**Input**
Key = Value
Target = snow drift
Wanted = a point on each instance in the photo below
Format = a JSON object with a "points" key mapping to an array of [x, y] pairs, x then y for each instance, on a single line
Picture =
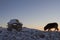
{"points": [[28, 34]]}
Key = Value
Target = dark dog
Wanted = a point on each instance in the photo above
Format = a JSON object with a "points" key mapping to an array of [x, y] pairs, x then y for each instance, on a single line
{"points": [[51, 25]]}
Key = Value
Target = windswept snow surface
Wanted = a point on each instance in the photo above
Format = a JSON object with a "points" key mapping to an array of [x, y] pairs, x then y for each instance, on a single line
{"points": [[28, 34]]}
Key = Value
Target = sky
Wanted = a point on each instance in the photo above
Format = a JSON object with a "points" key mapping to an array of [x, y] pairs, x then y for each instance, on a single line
{"points": [[32, 13]]}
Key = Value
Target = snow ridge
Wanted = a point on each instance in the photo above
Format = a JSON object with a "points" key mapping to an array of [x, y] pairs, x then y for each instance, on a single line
{"points": [[28, 34]]}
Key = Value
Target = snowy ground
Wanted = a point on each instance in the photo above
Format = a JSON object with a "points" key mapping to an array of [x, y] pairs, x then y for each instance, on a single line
{"points": [[28, 34]]}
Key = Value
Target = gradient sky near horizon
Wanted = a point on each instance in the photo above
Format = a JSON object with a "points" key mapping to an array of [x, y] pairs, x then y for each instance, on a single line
{"points": [[32, 13]]}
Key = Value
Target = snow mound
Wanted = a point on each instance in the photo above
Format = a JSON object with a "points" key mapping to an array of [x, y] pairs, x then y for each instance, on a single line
{"points": [[28, 34]]}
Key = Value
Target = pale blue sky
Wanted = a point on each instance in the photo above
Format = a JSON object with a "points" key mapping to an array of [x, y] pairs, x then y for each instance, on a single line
{"points": [[30, 12]]}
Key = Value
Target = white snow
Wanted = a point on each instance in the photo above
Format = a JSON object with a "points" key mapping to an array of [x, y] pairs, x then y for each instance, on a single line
{"points": [[28, 34], [13, 21]]}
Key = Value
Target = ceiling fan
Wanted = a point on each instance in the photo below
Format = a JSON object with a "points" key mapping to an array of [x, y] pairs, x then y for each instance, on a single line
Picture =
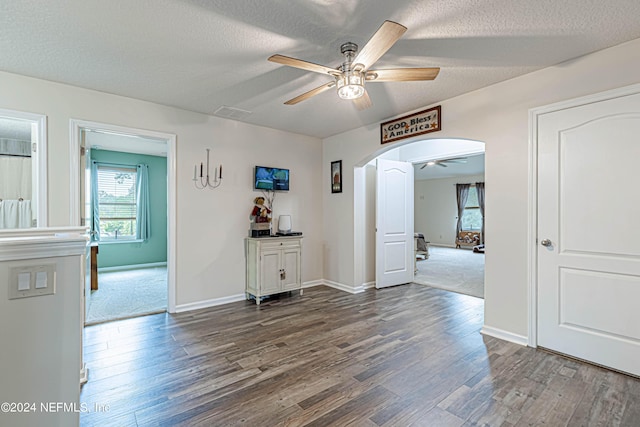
{"points": [[443, 163], [350, 77]]}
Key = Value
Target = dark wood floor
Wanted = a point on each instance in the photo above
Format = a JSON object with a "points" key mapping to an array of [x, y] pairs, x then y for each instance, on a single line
{"points": [[408, 355]]}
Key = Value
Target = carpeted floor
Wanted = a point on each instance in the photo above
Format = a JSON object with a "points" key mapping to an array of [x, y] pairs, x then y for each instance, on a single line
{"points": [[130, 293], [457, 270]]}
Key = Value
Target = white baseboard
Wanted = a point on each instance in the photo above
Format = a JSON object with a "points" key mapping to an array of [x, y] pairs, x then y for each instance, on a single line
{"points": [[443, 245], [209, 303], [504, 335], [343, 287], [312, 283], [368, 285], [131, 267]]}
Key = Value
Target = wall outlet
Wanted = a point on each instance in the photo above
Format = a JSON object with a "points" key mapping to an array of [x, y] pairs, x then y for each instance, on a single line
{"points": [[31, 280]]}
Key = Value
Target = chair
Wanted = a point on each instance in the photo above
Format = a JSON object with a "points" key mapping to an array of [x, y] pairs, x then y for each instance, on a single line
{"points": [[420, 247]]}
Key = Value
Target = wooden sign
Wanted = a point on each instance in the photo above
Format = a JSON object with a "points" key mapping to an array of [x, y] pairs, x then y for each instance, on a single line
{"points": [[414, 124]]}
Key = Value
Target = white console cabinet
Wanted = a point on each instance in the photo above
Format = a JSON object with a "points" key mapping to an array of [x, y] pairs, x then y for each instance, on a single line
{"points": [[273, 265]]}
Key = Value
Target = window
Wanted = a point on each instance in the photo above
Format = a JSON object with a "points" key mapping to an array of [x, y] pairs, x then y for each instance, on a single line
{"points": [[472, 218], [117, 202]]}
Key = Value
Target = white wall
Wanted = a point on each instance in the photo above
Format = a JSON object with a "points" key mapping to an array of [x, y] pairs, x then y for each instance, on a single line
{"points": [[211, 225], [497, 115], [436, 208], [40, 354]]}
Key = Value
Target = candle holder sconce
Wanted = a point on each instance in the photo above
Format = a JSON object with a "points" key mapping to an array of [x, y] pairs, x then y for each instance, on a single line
{"points": [[202, 181]]}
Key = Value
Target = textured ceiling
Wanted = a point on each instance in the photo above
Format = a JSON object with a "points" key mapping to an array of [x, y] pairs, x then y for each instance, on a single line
{"points": [[200, 55], [473, 166]]}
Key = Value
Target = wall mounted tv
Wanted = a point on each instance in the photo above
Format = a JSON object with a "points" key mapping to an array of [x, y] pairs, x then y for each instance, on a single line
{"points": [[271, 179]]}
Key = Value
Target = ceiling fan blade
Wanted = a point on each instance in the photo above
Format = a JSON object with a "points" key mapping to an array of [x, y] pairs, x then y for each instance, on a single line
{"points": [[305, 65], [363, 102], [403, 75], [311, 93], [388, 33]]}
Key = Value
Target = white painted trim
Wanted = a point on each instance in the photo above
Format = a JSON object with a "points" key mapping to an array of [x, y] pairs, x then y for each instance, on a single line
{"points": [[44, 244], [368, 285], [504, 335], [131, 267], [84, 374], [343, 287], [209, 303], [172, 224], [312, 283], [74, 178], [532, 262], [42, 207]]}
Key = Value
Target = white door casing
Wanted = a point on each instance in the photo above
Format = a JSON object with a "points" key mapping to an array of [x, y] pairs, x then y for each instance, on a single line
{"points": [[588, 274], [394, 223]]}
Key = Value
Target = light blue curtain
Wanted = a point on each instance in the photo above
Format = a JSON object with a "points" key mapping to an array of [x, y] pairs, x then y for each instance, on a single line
{"points": [[143, 223], [95, 212], [462, 193]]}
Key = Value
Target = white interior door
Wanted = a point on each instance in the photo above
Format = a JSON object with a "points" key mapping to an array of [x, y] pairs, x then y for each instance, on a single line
{"points": [[588, 234], [394, 223]]}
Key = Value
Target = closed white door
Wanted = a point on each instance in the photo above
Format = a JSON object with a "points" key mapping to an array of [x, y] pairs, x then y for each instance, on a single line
{"points": [[589, 232], [394, 223], [291, 267], [270, 266]]}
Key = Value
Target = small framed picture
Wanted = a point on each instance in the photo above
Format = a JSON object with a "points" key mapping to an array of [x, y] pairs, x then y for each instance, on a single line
{"points": [[336, 176]]}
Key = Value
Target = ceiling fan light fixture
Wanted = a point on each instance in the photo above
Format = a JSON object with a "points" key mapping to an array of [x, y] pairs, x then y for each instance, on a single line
{"points": [[350, 85]]}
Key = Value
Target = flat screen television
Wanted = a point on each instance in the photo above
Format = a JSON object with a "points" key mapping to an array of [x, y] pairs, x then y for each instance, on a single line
{"points": [[266, 178]]}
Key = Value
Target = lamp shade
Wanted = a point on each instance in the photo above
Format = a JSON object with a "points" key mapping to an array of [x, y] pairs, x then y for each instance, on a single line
{"points": [[284, 223]]}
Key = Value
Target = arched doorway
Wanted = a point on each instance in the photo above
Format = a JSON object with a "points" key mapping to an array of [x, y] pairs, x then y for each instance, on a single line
{"points": [[414, 151]]}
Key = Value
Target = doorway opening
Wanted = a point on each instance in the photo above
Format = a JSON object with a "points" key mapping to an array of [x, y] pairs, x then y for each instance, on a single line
{"points": [[124, 193], [439, 229]]}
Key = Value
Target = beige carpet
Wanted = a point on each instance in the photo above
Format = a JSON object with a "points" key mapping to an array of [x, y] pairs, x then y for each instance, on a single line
{"points": [[129, 293], [457, 270]]}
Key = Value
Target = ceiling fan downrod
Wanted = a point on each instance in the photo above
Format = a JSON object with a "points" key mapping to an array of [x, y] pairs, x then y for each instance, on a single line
{"points": [[350, 83]]}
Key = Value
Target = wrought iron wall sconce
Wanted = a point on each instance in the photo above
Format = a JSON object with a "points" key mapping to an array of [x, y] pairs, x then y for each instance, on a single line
{"points": [[202, 181]]}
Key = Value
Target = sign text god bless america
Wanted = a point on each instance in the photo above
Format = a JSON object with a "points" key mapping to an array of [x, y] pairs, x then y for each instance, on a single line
{"points": [[414, 124]]}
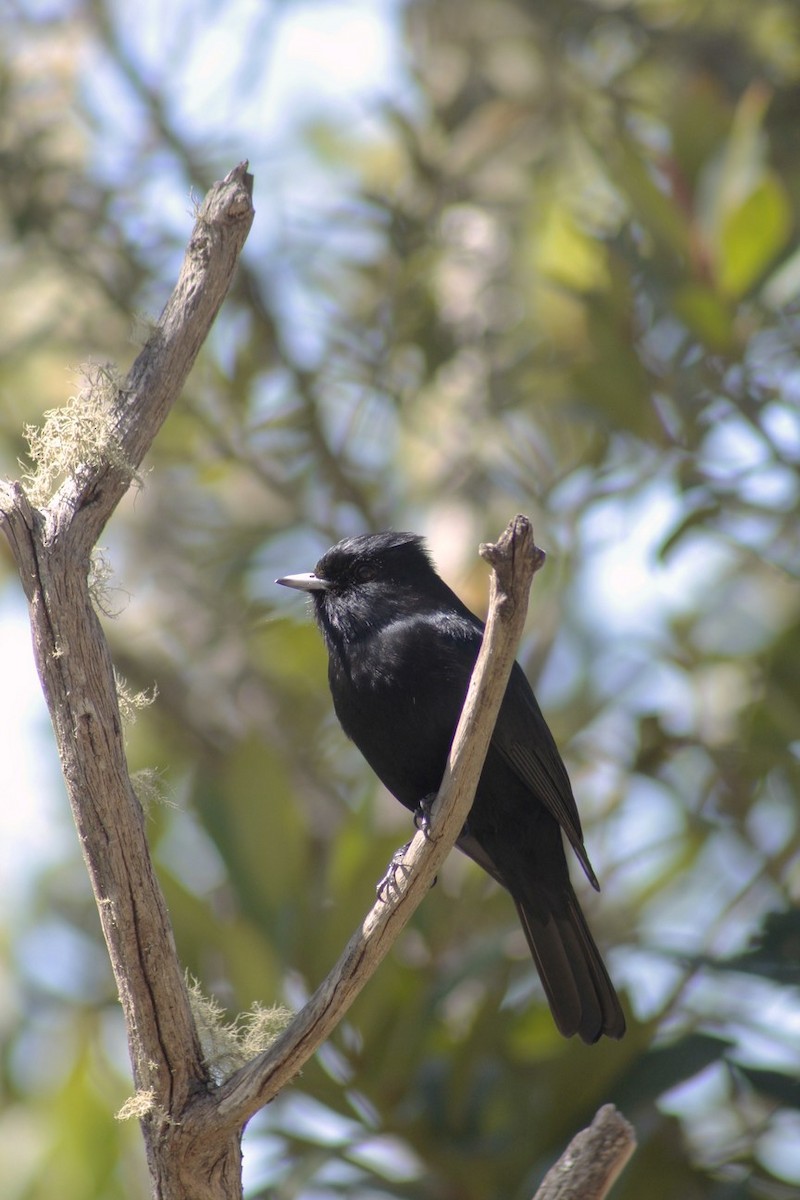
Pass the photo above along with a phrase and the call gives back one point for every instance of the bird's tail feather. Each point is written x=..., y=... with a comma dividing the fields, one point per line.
x=573, y=975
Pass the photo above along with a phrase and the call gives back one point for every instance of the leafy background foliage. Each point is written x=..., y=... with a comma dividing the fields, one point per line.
x=553, y=268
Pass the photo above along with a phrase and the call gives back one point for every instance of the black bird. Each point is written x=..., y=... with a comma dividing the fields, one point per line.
x=401, y=652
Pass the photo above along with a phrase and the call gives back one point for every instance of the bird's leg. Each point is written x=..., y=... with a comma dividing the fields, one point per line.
x=422, y=821
x=390, y=876
x=422, y=813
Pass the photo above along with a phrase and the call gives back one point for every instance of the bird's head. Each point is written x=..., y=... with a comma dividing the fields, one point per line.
x=365, y=581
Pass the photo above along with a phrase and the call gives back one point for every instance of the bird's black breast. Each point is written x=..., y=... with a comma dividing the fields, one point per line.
x=398, y=691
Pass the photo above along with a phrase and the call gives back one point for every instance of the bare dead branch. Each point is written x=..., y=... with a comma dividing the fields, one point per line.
x=593, y=1161
x=52, y=547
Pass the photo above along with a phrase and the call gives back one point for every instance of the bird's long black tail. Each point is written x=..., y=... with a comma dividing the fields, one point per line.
x=573, y=975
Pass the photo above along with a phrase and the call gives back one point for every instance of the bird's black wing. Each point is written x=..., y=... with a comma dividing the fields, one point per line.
x=527, y=744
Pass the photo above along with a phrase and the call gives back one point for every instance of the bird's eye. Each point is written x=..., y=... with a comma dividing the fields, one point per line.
x=364, y=573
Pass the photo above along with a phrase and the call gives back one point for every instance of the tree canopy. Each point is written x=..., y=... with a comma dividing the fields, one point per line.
x=549, y=267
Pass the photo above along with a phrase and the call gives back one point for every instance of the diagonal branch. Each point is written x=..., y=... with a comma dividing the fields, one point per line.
x=52, y=549
x=515, y=559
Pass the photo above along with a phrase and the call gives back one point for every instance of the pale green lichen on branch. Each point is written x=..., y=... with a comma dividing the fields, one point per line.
x=79, y=435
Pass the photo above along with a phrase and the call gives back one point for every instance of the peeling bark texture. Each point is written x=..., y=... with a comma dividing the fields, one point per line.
x=192, y=1128
x=52, y=547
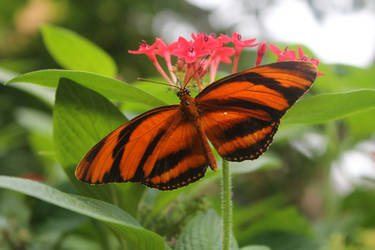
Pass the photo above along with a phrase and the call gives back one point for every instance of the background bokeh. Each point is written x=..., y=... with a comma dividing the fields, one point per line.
x=315, y=189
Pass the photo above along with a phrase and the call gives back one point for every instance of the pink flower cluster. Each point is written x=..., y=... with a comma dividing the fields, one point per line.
x=204, y=53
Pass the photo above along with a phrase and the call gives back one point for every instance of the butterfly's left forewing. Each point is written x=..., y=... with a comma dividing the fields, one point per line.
x=121, y=156
x=159, y=148
x=240, y=113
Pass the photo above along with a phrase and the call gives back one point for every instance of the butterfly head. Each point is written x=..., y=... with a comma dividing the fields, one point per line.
x=183, y=92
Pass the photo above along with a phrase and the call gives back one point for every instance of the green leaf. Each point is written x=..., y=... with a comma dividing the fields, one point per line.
x=203, y=232
x=326, y=107
x=82, y=118
x=72, y=51
x=136, y=237
x=109, y=87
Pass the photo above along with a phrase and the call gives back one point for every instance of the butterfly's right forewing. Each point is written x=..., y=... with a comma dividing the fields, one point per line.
x=240, y=113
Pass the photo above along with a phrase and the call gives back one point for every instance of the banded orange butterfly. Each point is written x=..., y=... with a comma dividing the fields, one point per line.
x=167, y=147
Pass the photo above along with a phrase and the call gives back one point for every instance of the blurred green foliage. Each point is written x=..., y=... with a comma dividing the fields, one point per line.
x=285, y=200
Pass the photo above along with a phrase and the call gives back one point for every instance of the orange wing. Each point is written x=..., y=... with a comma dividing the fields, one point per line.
x=240, y=113
x=159, y=148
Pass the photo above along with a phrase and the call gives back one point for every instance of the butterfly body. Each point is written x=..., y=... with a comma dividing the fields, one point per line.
x=168, y=147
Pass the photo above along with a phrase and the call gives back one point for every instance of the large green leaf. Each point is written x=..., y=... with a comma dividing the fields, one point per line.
x=326, y=107
x=81, y=118
x=203, y=232
x=136, y=237
x=109, y=87
x=72, y=51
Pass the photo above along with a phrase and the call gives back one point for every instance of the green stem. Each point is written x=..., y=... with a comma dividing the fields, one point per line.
x=226, y=205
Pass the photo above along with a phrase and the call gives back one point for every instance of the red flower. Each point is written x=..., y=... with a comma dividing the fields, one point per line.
x=189, y=50
x=240, y=44
x=204, y=53
x=283, y=55
x=262, y=49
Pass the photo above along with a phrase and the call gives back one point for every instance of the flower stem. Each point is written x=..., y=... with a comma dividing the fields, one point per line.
x=226, y=205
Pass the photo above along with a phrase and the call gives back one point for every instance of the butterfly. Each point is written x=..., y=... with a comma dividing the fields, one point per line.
x=167, y=147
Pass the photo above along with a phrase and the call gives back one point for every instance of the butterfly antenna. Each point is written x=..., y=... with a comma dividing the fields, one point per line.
x=154, y=81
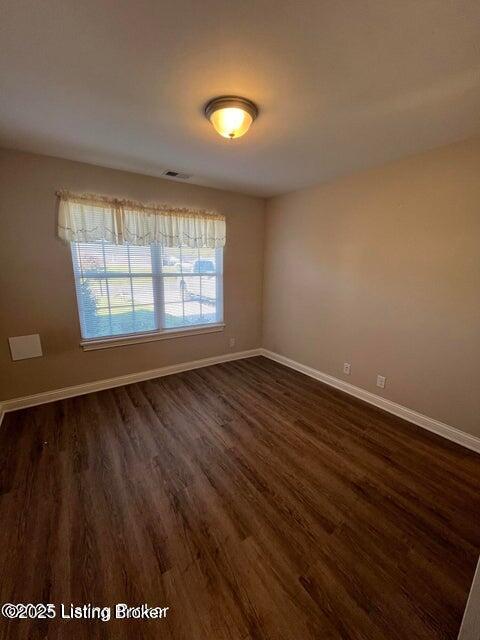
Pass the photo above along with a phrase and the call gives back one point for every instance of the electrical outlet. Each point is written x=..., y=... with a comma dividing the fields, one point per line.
x=381, y=380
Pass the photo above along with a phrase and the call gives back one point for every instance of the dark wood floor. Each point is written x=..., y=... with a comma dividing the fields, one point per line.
x=253, y=501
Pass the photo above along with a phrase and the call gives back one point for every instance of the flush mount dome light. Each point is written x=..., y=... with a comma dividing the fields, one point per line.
x=231, y=116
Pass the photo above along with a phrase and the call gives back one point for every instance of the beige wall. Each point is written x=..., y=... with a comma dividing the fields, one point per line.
x=36, y=283
x=382, y=270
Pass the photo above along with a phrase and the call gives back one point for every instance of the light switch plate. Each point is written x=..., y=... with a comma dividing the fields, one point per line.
x=23, y=347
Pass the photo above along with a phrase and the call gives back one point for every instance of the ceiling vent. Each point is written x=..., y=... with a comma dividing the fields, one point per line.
x=176, y=174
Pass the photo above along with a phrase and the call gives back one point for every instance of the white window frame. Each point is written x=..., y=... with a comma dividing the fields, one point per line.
x=104, y=342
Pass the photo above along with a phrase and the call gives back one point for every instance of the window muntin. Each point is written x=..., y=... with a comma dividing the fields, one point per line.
x=128, y=289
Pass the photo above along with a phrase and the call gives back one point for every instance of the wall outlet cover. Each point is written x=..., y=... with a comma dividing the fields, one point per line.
x=381, y=380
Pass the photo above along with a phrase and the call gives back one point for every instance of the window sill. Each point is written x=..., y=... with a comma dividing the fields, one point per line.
x=121, y=341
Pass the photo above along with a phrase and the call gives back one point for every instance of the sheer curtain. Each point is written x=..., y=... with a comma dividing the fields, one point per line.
x=89, y=218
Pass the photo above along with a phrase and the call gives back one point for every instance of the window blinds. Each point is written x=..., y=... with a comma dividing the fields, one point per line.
x=128, y=289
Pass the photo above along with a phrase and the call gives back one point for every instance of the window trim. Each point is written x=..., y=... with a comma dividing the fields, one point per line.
x=152, y=336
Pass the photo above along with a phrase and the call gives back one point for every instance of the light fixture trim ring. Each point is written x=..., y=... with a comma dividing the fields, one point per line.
x=223, y=102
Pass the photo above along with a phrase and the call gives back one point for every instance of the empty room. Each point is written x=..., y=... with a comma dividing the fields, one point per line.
x=240, y=320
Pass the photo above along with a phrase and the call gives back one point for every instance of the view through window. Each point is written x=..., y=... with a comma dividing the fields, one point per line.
x=127, y=289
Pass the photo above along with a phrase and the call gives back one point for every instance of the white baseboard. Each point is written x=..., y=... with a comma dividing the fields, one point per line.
x=109, y=383
x=440, y=428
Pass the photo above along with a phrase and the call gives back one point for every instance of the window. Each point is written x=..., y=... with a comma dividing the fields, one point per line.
x=126, y=289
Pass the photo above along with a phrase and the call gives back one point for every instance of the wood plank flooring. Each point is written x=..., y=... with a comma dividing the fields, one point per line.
x=254, y=502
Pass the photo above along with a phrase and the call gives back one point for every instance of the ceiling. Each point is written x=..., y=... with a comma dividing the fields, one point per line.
x=341, y=84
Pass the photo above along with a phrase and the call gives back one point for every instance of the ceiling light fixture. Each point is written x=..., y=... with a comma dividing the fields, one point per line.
x=231, y=116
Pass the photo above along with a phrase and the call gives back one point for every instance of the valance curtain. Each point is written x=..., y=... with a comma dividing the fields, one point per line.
x=89, y=218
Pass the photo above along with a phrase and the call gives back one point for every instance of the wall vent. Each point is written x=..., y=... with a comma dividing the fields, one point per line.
x=176, y=174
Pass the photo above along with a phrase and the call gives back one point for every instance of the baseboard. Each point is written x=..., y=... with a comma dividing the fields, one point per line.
x=109, y=383
x=440, y=428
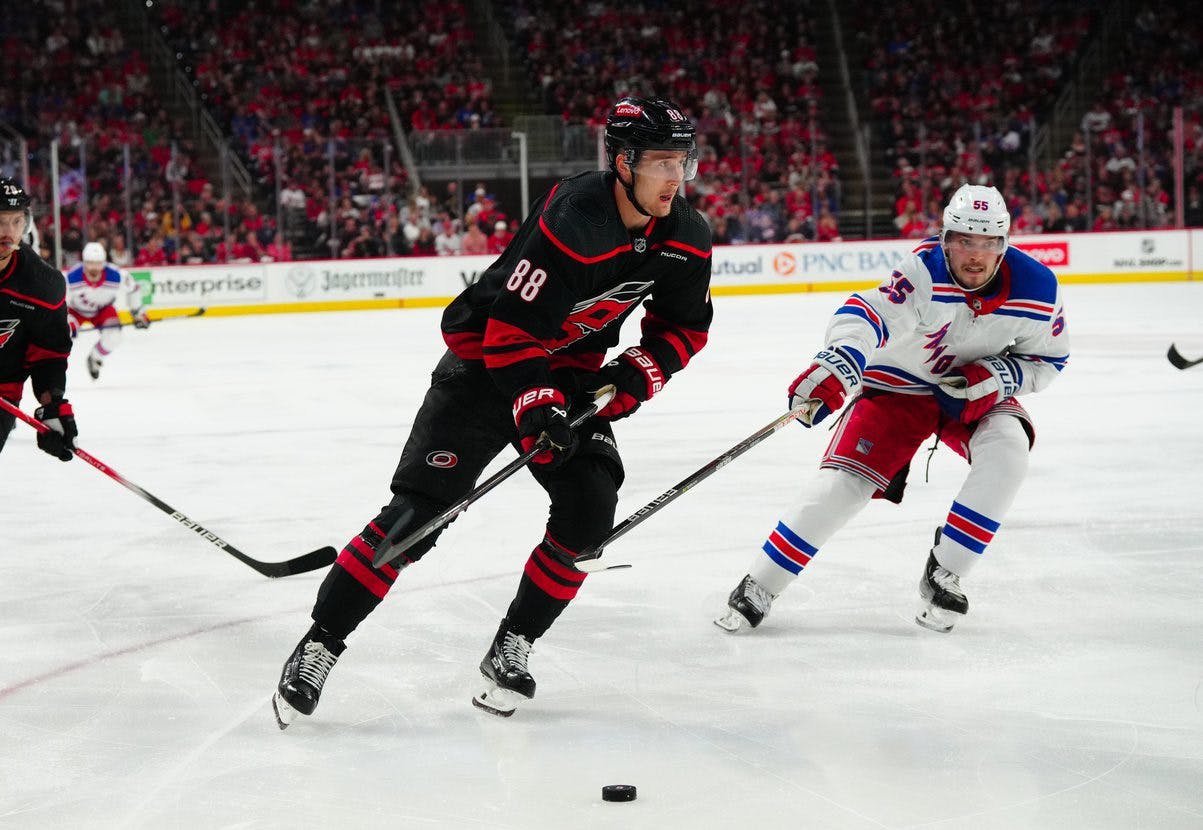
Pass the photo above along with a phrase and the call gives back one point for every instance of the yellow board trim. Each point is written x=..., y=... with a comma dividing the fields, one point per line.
x=717, y=290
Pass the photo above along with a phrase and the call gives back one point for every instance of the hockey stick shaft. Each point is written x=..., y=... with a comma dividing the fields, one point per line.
x=588, y=561
x=390, y=551
x=301, y=564
x=1180, y=362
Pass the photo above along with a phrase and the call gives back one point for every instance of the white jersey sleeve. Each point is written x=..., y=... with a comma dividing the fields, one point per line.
x=919, y=324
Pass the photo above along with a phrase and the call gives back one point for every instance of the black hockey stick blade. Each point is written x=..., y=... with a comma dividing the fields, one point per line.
x=316, y=559
x=301, y=564
x=1178, y=361
x=390, y=550
x=588, y=561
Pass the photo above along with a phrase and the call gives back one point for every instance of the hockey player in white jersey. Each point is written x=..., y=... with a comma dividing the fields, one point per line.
x=943, y=347
x=93, y=289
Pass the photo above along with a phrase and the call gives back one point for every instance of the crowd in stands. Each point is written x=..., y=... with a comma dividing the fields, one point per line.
x=301, y=90
x=941, y=118
x=71, y=77
x=746, y=73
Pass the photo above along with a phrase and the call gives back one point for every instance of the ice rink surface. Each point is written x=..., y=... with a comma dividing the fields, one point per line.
x=136, y=660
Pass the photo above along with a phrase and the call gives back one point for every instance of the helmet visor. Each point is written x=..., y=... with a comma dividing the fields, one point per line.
x=976, y=242
x=668, y=165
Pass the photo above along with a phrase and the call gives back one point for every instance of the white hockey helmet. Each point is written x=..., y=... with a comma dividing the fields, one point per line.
x=976, y=208
x=94, y=252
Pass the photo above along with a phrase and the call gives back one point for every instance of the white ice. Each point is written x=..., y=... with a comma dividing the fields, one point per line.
x=136, y=660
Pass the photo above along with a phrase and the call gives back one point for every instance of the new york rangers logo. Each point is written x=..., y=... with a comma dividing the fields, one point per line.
x=7, y=328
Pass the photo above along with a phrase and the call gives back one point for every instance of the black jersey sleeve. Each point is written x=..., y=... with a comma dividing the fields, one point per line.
x=49, y=341
x=677, y=315
x=527, y=314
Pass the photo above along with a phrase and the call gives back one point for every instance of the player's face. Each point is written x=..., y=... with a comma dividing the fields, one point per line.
x=658, y=176
x=12, y=229
x=973, y=258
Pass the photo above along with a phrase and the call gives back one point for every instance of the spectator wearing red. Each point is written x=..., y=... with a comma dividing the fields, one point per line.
x=474, y=241
x=499, y=238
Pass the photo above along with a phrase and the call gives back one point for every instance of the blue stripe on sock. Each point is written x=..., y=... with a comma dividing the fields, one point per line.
x=976, y=517
x=796, y=540
x=782, y=559
x=963, y=539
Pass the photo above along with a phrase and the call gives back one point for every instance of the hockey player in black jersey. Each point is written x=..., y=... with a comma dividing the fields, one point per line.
x=35, y=338
x=526, y=344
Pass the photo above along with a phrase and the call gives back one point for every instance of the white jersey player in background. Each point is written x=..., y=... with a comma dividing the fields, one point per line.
x=941, y=348
x=93, y=289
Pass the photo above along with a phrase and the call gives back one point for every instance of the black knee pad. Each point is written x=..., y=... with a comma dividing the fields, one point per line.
x=404, y=514
x=582, y=504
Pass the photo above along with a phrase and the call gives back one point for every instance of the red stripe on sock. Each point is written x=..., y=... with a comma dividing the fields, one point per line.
x=361, y=573
x=547, y=585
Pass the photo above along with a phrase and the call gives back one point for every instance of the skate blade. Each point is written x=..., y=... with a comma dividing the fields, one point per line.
x=284, y=713
x=497, y=700
x=936, y=618
x=733, y=621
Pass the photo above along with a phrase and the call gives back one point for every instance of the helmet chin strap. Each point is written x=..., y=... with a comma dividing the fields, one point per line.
x=630, y=190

**The task**
Reproduce, word for word, the part of the data above that opens with the line containing "the wall outlet" and closes with the line containing "x=121, y=341", including both of those lines.

**The response**
Pass the photo above along with a phrase and the call gives back one point for every instance of the wall outlet cover. Each point is written x=..., y=... with a comma dividing the fields, one point per line.
x=381, y=380
Pass the photo above along with a phrase and the call gives back one point for every instance of the window sill. Each point is written x=..., y=... with a comma dividing the fields, one point per line.
x=121, y=341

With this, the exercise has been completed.